TEXT PASSAGE:
§

9 October 2004
Suicide in The Tipping Point
The Tipping Point examines how ideas are passed through society as epidemics. The author develops the simile using three rules: the law of the few, the stickiness factor, and the power of context. These three rules map to the carriers of the disease, the virulence of the disease, and the environment in which the disease spreads. Examined are such disparate ideas as the Hush Puppies clothing fad in the 1990s, the children's show Blue's Clues [IMDB], and New York City crime in the 1980s. All are presented with a different emphasis on his three rules. The book is fascinating and continues to be relevant.
Chapter 7 discusses sticky concepts (those that resonate and thrive throughout society) that are also detrimental or fatal. The section on suicide was interesting.
Gladwell looked at reports suggesting that high-profile suicides become a form of permission to those who were susceptible to the idea. Those who might be likely to commit suicide are "sold" on it when it appears prominently in the media.
The fascinating thing about this permission-giving, though, is how extraordinarily specific it is. In his study of motor fatalities, [David] Phillips [a sociologist at the University of California at San Diego] found a clear pattern. Stories about suicides resulted in an increase in single-car crashes where the victim was the driver. Stories about suicide-murders resulted in an increase in multiple-car crashes in which the victims included both drivers and passengers. Stories about young people committing suicide resulted in more traffic fatalities involving young people. Stories about older people committing suicide resulted in more traffic fatalities involving older people.
An obvious similar example is the Columbine killings.

§

EXERCISE SET:
A: In the review of The Tipping Point, what did stories about suicide-murders lead to?
B: Write out the part of the review of The Tipping Point that opens with the words containing "Gladwell looked at" and closes with "in the media.".
C: Resume the review of The Tipping Point after its last sentence and carry it further.

§

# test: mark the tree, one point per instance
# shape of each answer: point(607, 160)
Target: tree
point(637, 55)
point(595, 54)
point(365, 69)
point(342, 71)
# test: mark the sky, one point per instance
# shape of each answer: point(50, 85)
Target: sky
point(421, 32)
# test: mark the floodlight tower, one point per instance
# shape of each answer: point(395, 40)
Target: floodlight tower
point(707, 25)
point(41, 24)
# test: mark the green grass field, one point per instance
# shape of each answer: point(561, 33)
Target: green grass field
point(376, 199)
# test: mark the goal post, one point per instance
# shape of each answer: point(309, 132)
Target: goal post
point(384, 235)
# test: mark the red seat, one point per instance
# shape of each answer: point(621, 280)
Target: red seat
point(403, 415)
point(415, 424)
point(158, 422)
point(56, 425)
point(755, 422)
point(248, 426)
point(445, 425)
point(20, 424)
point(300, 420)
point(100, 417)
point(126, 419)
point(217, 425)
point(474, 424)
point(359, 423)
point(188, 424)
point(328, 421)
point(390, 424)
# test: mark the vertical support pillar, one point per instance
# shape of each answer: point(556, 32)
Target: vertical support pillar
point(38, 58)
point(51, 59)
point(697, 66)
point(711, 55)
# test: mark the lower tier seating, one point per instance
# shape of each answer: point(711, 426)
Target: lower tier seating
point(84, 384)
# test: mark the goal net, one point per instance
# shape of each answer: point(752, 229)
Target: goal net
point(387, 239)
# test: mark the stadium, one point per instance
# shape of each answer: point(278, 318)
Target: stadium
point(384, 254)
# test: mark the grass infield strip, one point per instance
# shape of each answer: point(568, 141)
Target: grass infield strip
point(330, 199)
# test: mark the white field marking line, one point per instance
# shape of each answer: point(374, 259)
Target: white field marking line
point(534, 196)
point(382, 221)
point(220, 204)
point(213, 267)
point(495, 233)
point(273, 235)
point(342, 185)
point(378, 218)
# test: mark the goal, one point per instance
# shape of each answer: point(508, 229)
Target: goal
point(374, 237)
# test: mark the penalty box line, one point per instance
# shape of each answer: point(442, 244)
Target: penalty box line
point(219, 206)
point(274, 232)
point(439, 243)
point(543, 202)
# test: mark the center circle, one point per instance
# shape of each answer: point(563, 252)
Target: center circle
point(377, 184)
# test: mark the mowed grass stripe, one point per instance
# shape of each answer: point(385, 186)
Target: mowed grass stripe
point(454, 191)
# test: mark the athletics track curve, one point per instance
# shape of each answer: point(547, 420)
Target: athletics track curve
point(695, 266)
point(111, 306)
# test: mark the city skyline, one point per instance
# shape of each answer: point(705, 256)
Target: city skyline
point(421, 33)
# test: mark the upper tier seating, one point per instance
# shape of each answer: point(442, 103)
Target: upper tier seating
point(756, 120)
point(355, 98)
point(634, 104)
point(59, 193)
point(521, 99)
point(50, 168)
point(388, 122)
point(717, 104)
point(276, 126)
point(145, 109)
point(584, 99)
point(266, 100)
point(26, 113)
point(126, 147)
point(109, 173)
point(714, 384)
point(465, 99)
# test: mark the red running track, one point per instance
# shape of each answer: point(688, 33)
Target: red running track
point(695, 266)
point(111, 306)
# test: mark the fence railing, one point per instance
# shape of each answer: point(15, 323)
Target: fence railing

§

TASK RESULTS:
A: An increase in multiple-car crashes in which the victims included both drivers and passengers.

B:
Gladwell looked at reports suggesting that high-profile suicides become a form of permission to those who were susceptible to the idea. Those who might be likely to commit suicide are "sold" on it when it appears prominently in the media.

C:
While reading the section on suicides, I was immediately reminded of the Japanese movie Suicide Club [IMDB] in which the collective suicide of a group of school girls begins a sequence of apparent copy-cat suicides. In the first scene, the school girls stand on a subway platform and swing their arms together as they count to three and then leap in front of the train. The shock of the scene is diffused and amplified by the movie showing buckets of blood splattering on the other, stunned commuters.
Later in the film, rumors of a "suicide club" spread through the city and through the schools. On the playground roof of one high school, groups of friends argue with urban legend obsession whether the story was real and, jokingly, whether they should start their own suicide club. After egging each other on, a dozen or so stand on the ledge and begin counting. A few are left still standing, stunned as more buckets of blood splatter on the classes' windows below. Seconds later, the remaining few fall past the windows.
The movie ultimately ends somewhat poorly, but this vision of suicide as a virus could have (and may have) been taken straight from The Tipping Point, or perhaps those sociological studies that Malcolm Gladwell references, translated into an almost literal epidemic in the movie.